◆ Exercise task
Each line that follows should be printed again exactly as it stands.
# start of Material shown
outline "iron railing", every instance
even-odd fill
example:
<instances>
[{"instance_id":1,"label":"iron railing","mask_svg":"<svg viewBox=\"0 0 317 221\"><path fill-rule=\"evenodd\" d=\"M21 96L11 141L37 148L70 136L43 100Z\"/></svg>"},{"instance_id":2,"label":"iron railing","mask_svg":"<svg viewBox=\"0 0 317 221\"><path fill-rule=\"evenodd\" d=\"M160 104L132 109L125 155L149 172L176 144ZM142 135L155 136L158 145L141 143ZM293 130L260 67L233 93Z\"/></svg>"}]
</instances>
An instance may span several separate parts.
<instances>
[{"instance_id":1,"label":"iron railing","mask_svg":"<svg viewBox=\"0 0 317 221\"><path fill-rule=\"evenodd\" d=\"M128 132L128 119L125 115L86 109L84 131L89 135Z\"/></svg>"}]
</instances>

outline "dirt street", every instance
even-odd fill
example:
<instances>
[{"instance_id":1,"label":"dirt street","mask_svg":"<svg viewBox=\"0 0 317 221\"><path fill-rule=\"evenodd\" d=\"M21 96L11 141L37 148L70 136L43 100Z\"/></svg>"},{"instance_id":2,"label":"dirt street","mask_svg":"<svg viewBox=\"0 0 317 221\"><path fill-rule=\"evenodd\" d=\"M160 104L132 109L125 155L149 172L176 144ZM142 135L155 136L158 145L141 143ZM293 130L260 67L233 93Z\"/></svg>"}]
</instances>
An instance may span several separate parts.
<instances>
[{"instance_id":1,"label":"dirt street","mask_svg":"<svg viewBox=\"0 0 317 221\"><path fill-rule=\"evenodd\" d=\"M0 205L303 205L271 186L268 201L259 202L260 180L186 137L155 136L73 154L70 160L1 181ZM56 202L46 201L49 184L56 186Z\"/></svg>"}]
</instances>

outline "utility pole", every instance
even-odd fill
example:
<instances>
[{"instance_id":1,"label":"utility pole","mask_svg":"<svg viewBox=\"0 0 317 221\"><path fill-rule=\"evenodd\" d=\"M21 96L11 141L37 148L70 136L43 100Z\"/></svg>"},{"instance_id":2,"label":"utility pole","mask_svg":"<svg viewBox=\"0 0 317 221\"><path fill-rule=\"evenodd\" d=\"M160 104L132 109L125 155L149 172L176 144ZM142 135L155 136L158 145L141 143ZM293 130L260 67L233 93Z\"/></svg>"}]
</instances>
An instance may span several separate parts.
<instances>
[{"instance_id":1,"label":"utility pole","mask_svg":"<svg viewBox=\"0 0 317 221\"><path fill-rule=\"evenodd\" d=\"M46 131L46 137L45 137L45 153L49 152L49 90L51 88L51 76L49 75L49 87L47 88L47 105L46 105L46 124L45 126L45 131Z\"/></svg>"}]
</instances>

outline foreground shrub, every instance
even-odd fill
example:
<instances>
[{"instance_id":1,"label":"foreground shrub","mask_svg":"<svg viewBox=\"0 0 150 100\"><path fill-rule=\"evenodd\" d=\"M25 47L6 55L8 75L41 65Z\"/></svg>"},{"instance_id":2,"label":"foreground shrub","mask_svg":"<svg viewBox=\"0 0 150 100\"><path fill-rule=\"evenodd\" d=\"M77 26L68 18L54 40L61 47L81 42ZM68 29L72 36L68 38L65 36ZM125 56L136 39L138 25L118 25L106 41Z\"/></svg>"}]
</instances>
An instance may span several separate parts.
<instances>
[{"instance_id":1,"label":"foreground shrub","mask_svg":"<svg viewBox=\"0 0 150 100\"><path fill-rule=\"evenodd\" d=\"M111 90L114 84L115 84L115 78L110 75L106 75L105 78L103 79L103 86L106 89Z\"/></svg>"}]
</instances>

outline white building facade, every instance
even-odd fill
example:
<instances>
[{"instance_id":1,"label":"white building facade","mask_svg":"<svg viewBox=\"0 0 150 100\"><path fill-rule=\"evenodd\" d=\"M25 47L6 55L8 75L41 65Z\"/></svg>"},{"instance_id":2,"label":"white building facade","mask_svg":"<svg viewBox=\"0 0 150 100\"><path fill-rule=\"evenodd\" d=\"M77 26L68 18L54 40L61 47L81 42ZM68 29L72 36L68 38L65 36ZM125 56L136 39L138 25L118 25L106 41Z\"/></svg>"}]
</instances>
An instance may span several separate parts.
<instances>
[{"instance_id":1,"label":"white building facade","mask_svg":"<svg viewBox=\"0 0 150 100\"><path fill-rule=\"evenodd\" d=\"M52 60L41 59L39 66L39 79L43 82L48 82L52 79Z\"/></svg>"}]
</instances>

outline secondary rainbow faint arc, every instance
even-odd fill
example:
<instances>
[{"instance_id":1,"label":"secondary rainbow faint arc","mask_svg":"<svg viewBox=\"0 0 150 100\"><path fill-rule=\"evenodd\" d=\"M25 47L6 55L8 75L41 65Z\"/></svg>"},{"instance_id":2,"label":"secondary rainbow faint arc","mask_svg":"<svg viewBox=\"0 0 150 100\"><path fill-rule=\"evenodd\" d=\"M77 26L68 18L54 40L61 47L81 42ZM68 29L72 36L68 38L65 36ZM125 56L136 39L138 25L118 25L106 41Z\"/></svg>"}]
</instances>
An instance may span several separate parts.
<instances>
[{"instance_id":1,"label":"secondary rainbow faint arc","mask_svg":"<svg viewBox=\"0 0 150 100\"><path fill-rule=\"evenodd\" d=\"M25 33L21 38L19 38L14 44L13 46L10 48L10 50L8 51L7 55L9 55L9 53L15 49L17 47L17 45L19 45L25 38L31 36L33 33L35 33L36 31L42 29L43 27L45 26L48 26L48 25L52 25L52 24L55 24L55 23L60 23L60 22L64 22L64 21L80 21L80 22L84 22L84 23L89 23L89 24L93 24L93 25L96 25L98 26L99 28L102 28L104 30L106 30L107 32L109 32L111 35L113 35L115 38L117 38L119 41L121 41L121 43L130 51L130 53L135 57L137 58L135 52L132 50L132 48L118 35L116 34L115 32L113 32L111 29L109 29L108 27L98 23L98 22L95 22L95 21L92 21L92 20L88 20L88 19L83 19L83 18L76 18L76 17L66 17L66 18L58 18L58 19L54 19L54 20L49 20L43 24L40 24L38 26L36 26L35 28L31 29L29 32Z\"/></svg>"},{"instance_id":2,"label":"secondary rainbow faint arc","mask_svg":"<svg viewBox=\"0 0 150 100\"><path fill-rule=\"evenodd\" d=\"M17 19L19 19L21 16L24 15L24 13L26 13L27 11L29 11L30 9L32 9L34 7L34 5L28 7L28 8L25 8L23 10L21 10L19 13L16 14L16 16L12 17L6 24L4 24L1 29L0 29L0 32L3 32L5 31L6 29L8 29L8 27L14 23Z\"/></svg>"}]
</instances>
# end of Material shown
◆ Finished answer
outline "iron railing", every instance
even-odd fill
example:
<instances>
[{"instance_id":1,"label":"iron railing","mask_svg":"<svg viewBox=\"0 0 317 221\"><path fill-rule=\"evenodd\" d=\"M21 96L11 141L37 148L70 136L43 100Z\"/></svg>"},{"instance_id":2,"label":"iron railing","mask_svg":"<svg viewBox=\"0 0 317 221\"><path fill-rule=\"evenodd\" d=\"M160 104L132 109L125 155L149 172L176 144ZM142 135L155 136L158 145L141 143ZM293 130L260 67L233 93Z\"/></svg>"}]
</instances>
An instance may span several separate parts.
<instances>
[{"instance_id":1,"label":"iron railing","mask_svg":"<svg viewBox=\"0 0 317 221\"><path fill-rule=\"evenodd\" d=\"M128 132L128 119L125 115L86 109L84 131L89 135Z\"/></svg>"}]
</instances>

outline "dirt street", every instance
even-odd fill
example:
<instances>
[{"instance_id":1,"label":"dirt street","mask_svg":"<svg viewBox=\"0 0 317 221\"><path fill-rule=\"evenodd\" d=\"M21 96L11 141L37 148L70 136L43 100Z\"/></svg>"},{"instance_id":2,"label":"dirt street","mask_svg":"<svg viewBox=\"0 0 317 221\"><path fill-rule=\"evenodd\" d=\"M160 104L132 109L125 155L149 172L176 144ZM142 135L155 136L158 145L141 143ZM293 130L260 67L233 93Z\"/></svg>"}]
</instances>
An instance may span several separate parts.
<instances>
[{"instance_id":1,"label":"dirt street","mask_svg":"<svg viewBox=\"0 0 317 221\"><path fill-rule=\"evenodd\" d=\"M0 205L303 205L271 186L268 201L259 202L260 180L186 137L155 136L73 154L70 160L1 181ZM56 202L46 201L49 184L56 186Z\"/></svg>"}]
</instances>

outline "utility pole", every instance
even-odd fill
example:
<instances>
[{"instance_id":1,"label":"utility pole","mask_svg":"<svg viewBox=\"0 0 317 221\"><path fill-rule=\"evenodd\" d=\"M21 96L11 141L37 148L70 136L43 100Z\"/></svg>"},{"instance_id":2,"label":"utility pole","mask_svg":"<svg viewBox=\"0 0 317 221\"><path fill-rule=\"evenodd\" d=\"M160 104L132 109L125 155L149 172L176 144ZM142 135L155 136L158 145L141 143ZM293 130L260 67L233 93Z\"/></svg>"}]
</instances>
An instance may span several separate parts.
<instances>
[{"instance_id":1,"label":"utility pole","mask_svg":"<svg viewBox=\"0 0 317 221\"><path fill-rule=\"evenodd\" d=\"M46 131L46 137L45 137L45 153L49 152L49 90L51 88L51 76L49 75L49 87L47 88L47 105L46 105L46 124L45 126L45 131Z\"/></svg>"}]
</instances>

outline foreground shrub, every instance
even-odd fill
example:
<instances>
[{"instance_id":1,"label":"foreground shrub","mask_svg":"<svg viewBox=\"0 0 150 100\"><path fill-rule=\"evenodd\" d=\"M25 47L6 55L8 75L41 65Z\"/></svg>"},{"instance_id":2,"label":"foreground shrub","mask_svg":"<svg viewBox=\"0 0 150 100\"><path fill-rule=\"evenodd\" d=\"M77 26L68 18L54 40L61 47L81 42ZM68 29L72 36L68 38L65 36ZM125 56L136 39L138 25L118 25L106 41Z\"/></svg>"}]
</instances>
An instance may span several separate parts.
<instances>
[{"instance_id":1,"label":"foreground shrub","mask_svg":"<svg viewBox=\"0 0 150 100\"><path fill-rule=\"evenodd\" d=\"M111 90L114 84L115 84L115 78L110 75L106 75L105 78L103 79L103 86L106 89Z\"/></svg>"}]
</instances>

outline white building facade, every instance
even-odd fill
example:
<instances>
[{"instance_id":1,"label":"white building facade","mask_svg":"<svg viewBox=\"0 0 150 100\"><path fill-rule=\"evenodd\" d=\"M25 47L6 55L8 75L41 65Z\"/></svg>"},{"instance_id":2,"label":"white building facade","mask_svg":"<svg viewBox=\"0 0 150 100\"><path fill-rule=\"evenodd\" d=\"M77 26L68 18L54 40L61 47L81 42ZM68 29L72 36L68 38L65 36ZM125 56L136 39L138 25L118 25L106 41Z\"/></svg>"}]
</instances>
An instance may span several separate parts.
<instances>
[{"instance_id":1,"label":"white building facade","mask_svg":"<svg viewBox=\"0 0 150 100\"><path fill-rule=\"evenodd\" d=\"M52 60L41 59L39 66L39 79L43 82L48 82L52 79Z\"/></svg>"}]
</instances>

outline secondary rainbow faint arc, every instance
even-odd fill
example:
<instances>
[{"instance_id":1,"label":"secondary rainbow faint arc","mask_svg":"<svg viewBox=\"0 0 150 100\"><path fill-rule=\"evenodd\" d=\"M25 47L6 55L8 75L41 65Z\"/></svg>"},{"instance_id":2,"label":"secondary rainbow faint arc","mask_svg":"<svg viewBox=\"0 0 150 100\"><path fill-rule=\"evenodd\" d=\"M77 26L68 18L54 40L61 47L81 42ZM68 29L72 36L68 38L65 36ZM125 56L136 39L138 25L118 25L106 41Z\"/></svg>"}]
</instances>
An instance may span several separate parts.
<instances>
[{"instance_id":1,"label":"secondary rainbow faint arc","mask_svg":"<svg viewBox=\"0 0 150 100\"><path fill-rule=\"evenodd\" d=\"M25 33L21 38L19 38L14 44L13 46L10 48L10 50L8 51L7 55L9 55L9 53L15 49L17 47L17 45L19 45L25 38L31 36L33 33L35 33L36 31L42 29L43 27L45 26L48 26L48 25L52 25L52 24L55 24L55 23L60 23L60 22L64 22L64 21L80 21L80 22L84 22L84 23L89 23L89 24L93 24L93 25L96 25L98 26L99 28L102 28L104 30L106 30L107 32L109 32L111 35L113 35L115 38L117 38L119 41L121 41L121 43L130 51L130 53L135 57L137 58L135 52L132 50L132 48L118 35L116 34L115 32L113 32L111 29L109 29L108 27L98 23L98 22L95 22L95 21L92 21L92 20L88 20L88 19L83 19L83 18L76 18L76 17L66 17L66 18L58 18L58 19L54 19L54 20L49 20L43 24L40 24L38 26L36 26L35 28L31 29L29 32Z\"/></svg>"},{"instance_id":2,"label":"secondary rainbow faint arc","mask_svg":"<svg viewBox=\"0 0 150 100\"><path fill-rule=\"evenodd\" d=\"M17 19L19 19L21 16L24 15L24 13L26 13L27 11L29 11L30 9L32 9L34 7L34 5L28 7L28 8L25 8L23 10L21 10L19 13L16 14L16 16L12 17L6 24L4 24L1 29L0 29L0 32L3 32L5 31L6 29L8 29L8 27L14 23Z\"/></svg>"}]
</instances>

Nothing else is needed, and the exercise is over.